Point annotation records
- - - - -
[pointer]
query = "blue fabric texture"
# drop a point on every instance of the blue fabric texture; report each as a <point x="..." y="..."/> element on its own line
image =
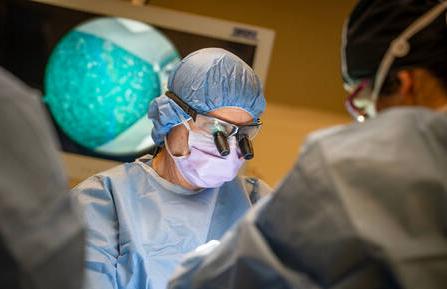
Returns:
<point x="207" y="79"/>
<point x="139" y="226"/>
<point x="364" y="207"/>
- - - - -
EXERCISE DETAILS:
Copy the listing above line for line, without changing anything, and leave out the pictures.

FULL SOLUTION:
[pointer]
query = "blue fabric texture"
# drop a point on every instance of the blue fabric texture; report each as a <point x="..." y="..."/> element on its own line
image =
Returns:
<point x="207" y="79"/>
<point x="139" y="226"/>
<point x="364" y="207"/>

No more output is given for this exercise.